── Data

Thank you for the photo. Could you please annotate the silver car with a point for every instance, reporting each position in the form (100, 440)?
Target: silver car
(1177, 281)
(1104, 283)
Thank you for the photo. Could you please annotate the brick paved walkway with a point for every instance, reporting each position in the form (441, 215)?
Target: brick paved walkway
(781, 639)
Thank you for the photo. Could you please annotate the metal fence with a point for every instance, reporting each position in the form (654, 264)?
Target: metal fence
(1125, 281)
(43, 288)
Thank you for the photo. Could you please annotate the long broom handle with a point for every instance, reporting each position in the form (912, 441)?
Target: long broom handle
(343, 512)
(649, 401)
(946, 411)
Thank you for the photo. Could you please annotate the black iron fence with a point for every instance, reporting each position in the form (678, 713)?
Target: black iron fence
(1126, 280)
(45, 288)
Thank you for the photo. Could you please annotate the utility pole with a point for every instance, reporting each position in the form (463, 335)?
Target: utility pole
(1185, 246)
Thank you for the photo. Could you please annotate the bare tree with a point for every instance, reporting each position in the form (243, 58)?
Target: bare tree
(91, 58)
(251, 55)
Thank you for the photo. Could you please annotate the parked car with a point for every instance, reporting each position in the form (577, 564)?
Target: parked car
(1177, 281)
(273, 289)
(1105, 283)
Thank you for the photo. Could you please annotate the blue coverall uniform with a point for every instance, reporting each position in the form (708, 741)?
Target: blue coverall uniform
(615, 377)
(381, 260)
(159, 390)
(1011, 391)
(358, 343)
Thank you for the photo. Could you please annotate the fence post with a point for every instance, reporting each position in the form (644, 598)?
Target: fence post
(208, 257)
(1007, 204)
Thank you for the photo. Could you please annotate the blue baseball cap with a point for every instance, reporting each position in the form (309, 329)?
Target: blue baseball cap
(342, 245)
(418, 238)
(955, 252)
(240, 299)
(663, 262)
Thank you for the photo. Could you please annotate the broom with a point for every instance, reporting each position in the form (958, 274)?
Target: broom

────

**Requirement**
Your task is to write out the lines from the one with "Target: fence post" through the end of the records, exactly and with nothing added.

**Solved exercise**
Target: fence post
(208, 257)
(1007, 204)
Thank you for the photo. Could you please annotate the blue baseball cap with a point for every instance, reporting each position in the form (309, 329)?
Target: blue baseball cap
(342, 245)
(418, 238)
(955, 252)
(240, 299)
(663, 262)
Thank you for the photo. Could you please annotate the broom with a point for every instance, reporting each position in the form (958, 274)?
Target: broom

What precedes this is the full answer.